Instructions for the task ->
Pick up the article below on the Charles Mingus album Jazz Composers Workshop and write on from its last sentence.

Selected text ->
────
Studio album by Charles Mingus
- Released: April 1956
- Recorded: October 31, 1954 (#1–4, 9–10) January 30, 1955 (#5–8)
- Studio: Van Gelder (Hackensack)
- Genre: Jazz
- Length: 41:25
- Label: Savoy MG 12059
- Producer: Ozzie Cadena

Charles Mingus chronology
| The Jazz Experiments of Charlie Mingus (1955) | Jazz Composers Workshop (1956) | Mingus at the Bohemia (1956) |

= Jazz Composers Workshop =

Jazz Composers Workshop is an album featuring jazz bassist Charles Mingus. It combines the earlier album Moods of Mingus with a Wally Cirillo session released earlier on the album Wally Cirillo & Bobby Scott. It was released on the Savoy label.

==Reception==
The AllMusic review by Scott Yanow stated: "The complex music on this LP finds bassist Charles Mingus looking toward contemporary classical music in some of the rather cool-toned arrangements. It was not until later in 1955 that he found the right combination of influences in which to express himself best but these slightly earlier performances have their moments".
────
[Point labels for objects]
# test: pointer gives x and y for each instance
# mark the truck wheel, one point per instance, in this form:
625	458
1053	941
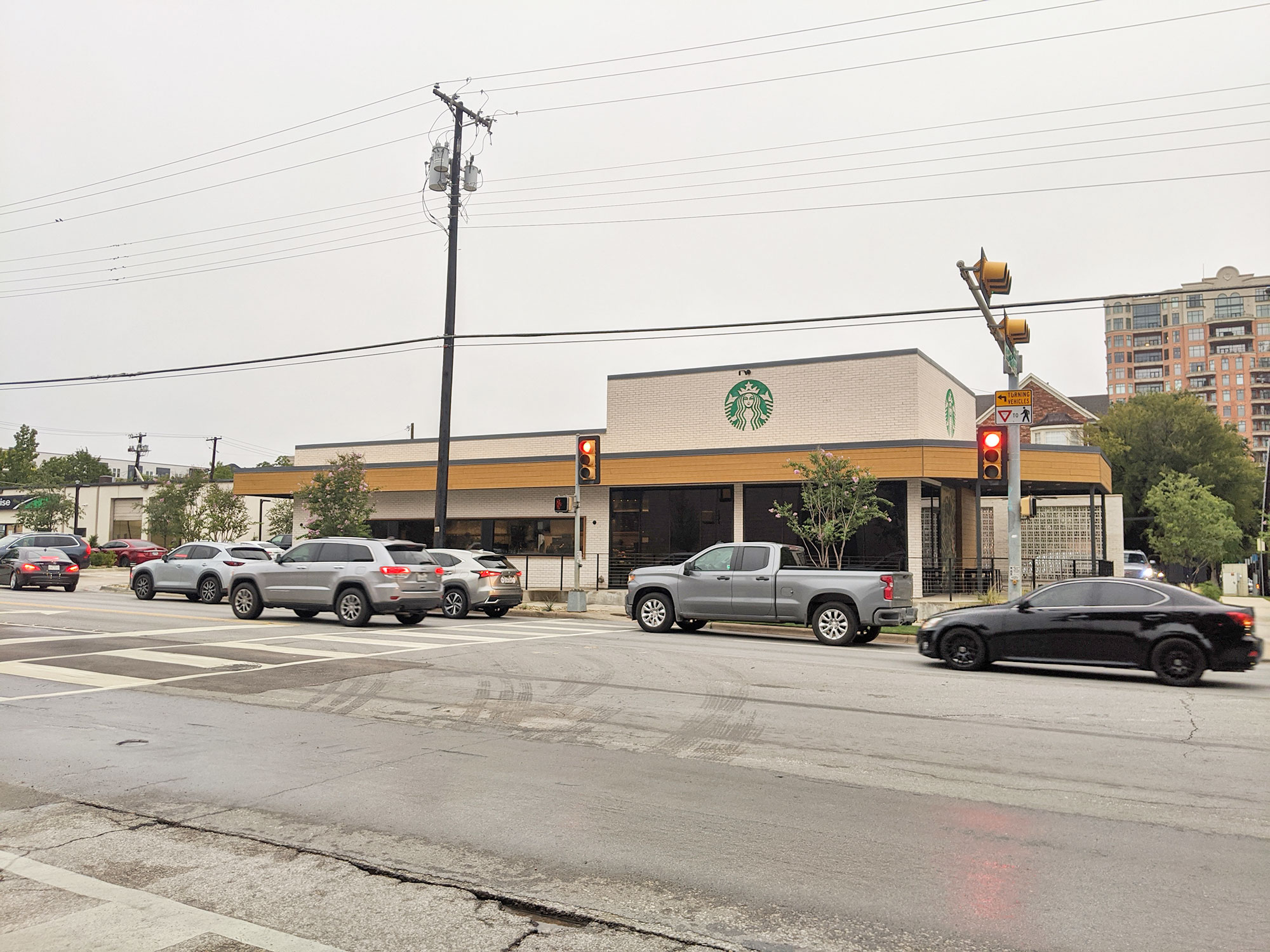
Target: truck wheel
────
Exercise response ->
Professional ratings
Review scores
| Source | Rating |
| AllMusic |  |
| The Rolling Stone Jazz Record Guide |  |

==Track listing==
All compositions by Charles Mingus, except as indicated
1. "Purple Heart" - 5:36
2. "Gregarian Chant" - 2:51
3. "Eulogy for Rudy Williams" - 6:22
4. "Tea for Two" - 6:19 (Irving Caesar, Vincent Youmans)
5. "Smog L.A." - 3:14 (Wally Cirillo)
6. "Level Seven" - 4:17 (Cirillo)
7. "Transeason" - 4:23 (Cirillo)
8. "Rose Geranium" - 4:13 (Cirillo)
9. "Getting Together" - 4:41
10. "Body and Soul (Alternate Take 1)" - 3:07 On CD reissue

==Personnel==
- Charles Mingus - bass
- John LaPorta - clarinet (tracks 1, 2, 4, 9 and 10), alto saxophone (track 3)
- Teo Macero - tenor saxophone (tracks 2–10), baritone saxophone (track 1)
- George Barrow - tenor saxophone (track 1), baritone saxophone (tracks 2–4, 9 & 10)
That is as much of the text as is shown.